* _WHAT THE TASK ASKS_
Rename "terracotta roof tile" to "clay roof tile" throughout the records, and reproduce every other part of them unchanged.

## Start DATA LINES

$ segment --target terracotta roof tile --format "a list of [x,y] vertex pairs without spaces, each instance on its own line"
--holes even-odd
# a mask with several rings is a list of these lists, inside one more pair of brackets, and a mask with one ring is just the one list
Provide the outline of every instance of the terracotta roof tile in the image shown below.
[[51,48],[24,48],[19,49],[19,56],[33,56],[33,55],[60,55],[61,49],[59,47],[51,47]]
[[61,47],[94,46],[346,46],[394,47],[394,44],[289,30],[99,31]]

## End DATA LINES

* _FINAL RESULT_
$ segment --target clay roof tile --format "a list of [x,y] vertex pairs without spaces, each instance on its own line"
--holes even-odd
# a mask with several rings is a list of these lists, inside one more pair of brackets, and a mask with one ring is just the one list
Provide the outline of every instance of the clay roof tile in the image shown below.
[[51,48],[24,48],[19,49],[19,56],[33,56],[33,55],[60,55],[61,49],[59,47],[51,47]]
[[61,47],[94,46],[346,46],[394,47],[394,44],[289,30],[99,31]]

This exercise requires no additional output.